**** BRANO PROPOSTO ****
“Nous est un autre” Noi siamo un altro. Un’altra persona ? Un’altra creatura ? O semplicemente un’altra opera ?
Questa la prima domanda che credo venga da porsi davanti al libro di Michel Lafon e Benoît Peters recentemente uscito qui in Francia per Flammarion.

Si tratta di un saggio scritto a due mani, come si scopre durante la lettura, uno di quei casi (abbastanza rari) di collaborazione artistica e intellettuali giunti sani e salvi al termine. Giusto per non uscire dalla moda dell’autoreferenzialità aggiungo anche che questo libro, scritto a due mani, parla di libri scritti a due mani. E’ davvero possibile lasciare un’unica firma in fondo ad un’opera e riuscire a concepirla grazie a due persone che collaborino? O l’arte resta una creazione necessariamente personale?

Qualche tempo fa, all’interno di un post avanguardista mi domandavo quali altre coppie di pensatori che si presentassero come tali avessero avuto una certa notorietà; io ricordavo Deleuze e Guattari, ma potremmo senza dubbio aggiungere Marx e Hengels, Flaubert-Maxime Du Camp, Willy-Colette, Erckmann-Chatrian, Marx-Engels, Boileau-Narcejac e Borges-Bioy Casares come dicono gli autori del libro. Ce ne sarebbero di sicuro molti altri, in vari rami della creazione intellettuale; ora come ora mi viene da ricordare Sempé-Goscinny per il petit Nicolas, lo stesso Goscinny e Huderzo per Asterix, non saprei, i Taviani nel cinema? Christo e Jeanne Claude? I Wu-Ming… Credo ce ne siano ancora un bel po’, ma sempre minoritari, e in qualche modo rinchiusi nel canone del genere. Come mai?

Credo che nella storia della letteratura, compresa quella accademica e di ricerca, ancora più che nelle altre arti, ci sia una sorta di tabù della collaborazione. Si parla di movimenti, di scuole, ci si accomuna, ci si appoggia, si collabora, ma pare che alla fine il momento creativo, il contatto con le muse debba essere affrontato singolarmente. La firma deve essere una sola, la responsabilità anche, al massimo ci si puo concedere qualche ringraziamento.

Certamente le arti più complesse richiedono una maggiore capacità di dominare più strumenti allo stesso tempo e da qui potrebbe derivare una maggiore collaborazione riconosciuta, ma forse dovremmo leggere questo processo anche nei termini dell’importanza che la biografia dell’autore ha durante l’interpretazione dei testi.
**** DATI DA ESAMINARE ****
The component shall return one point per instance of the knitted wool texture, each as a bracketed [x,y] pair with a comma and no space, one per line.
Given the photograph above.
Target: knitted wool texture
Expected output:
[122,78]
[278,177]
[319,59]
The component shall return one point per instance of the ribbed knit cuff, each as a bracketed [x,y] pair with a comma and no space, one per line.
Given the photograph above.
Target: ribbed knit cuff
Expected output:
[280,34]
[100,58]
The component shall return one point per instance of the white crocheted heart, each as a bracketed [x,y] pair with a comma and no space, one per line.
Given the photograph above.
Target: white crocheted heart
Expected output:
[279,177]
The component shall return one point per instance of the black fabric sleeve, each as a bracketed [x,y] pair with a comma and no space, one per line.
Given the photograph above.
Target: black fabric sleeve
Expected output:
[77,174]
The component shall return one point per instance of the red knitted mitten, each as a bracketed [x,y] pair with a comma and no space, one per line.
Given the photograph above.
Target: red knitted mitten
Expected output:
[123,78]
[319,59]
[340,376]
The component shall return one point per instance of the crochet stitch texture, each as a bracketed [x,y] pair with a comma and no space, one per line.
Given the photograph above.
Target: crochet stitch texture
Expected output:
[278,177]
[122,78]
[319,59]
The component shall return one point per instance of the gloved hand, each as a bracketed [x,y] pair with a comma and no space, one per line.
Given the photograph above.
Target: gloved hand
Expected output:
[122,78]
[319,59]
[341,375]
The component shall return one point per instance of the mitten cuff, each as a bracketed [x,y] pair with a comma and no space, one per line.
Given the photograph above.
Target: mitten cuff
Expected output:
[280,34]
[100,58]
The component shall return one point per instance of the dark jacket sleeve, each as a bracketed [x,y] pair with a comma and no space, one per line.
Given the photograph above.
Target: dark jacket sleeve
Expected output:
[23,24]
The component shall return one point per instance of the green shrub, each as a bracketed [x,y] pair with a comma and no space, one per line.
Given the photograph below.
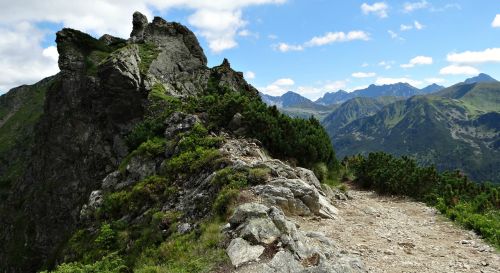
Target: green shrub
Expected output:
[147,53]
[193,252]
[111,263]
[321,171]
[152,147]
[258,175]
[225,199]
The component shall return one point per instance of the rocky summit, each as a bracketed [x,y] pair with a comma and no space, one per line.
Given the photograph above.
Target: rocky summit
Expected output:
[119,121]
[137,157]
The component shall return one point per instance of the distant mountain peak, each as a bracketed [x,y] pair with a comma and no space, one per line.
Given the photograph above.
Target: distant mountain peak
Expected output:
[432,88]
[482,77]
****
◆ LAVORO DA SVOLGERE ◆
a: Secondo il brano proposto, con quale editore è uscito in Francia il libro di Michel Lafon e Benoît Peters?
b: Trascrivi dal brano proposto il passo che va da "Credo che nella" a "l’interpretazione dei testi.".
c: Riscrivi in forma più breve il paragrafo del brano proposto che comincia con "Credo che nella storia della letteratura", conservandone i fatti principali.

◆ RISPOSTE FORNITE ◆
a: Con Flammarion.

b:
Credo che nella storia della letteratura, compresa quella accademica e di ricerca, ancora più che nelle altre arti, ci sia una sorta di tabù della collaborazione. Si parla di movimenti, di scuole, ci si accomuna, ci si appoggia, si collabora, ma pare che alla fine il momento creativo, il contatto con le muse debba essere affrontato singolarmente. La firma deve essere una sola, la responsabilità anche, al massimo ci si puo concedere qualche ringraziamento.

Certamente le arti più complesse richiedono una maggiore capacità di dominare più strumenti allo stesso tempo e da qui potrebbe derivare una maggiore collaborazione riconosciuta, ma forse dovremmo leggere questo processo anche nei termini dell’importanza che la biografia dell’autore ha durante l’interpretazione dei testi.

c: Secondo chi scrive, nella storia della letteratura, anche accademica e di ricerca, esiste più che nelle altre arti una sorta di tabù della collaborazione. Si formano movimenti e scuole e si collabora, ma il momento creativo sembra dover restare individuale. La firma e la responsabilità devono essere di una sola persona, con al massimo qualche ringraziamento.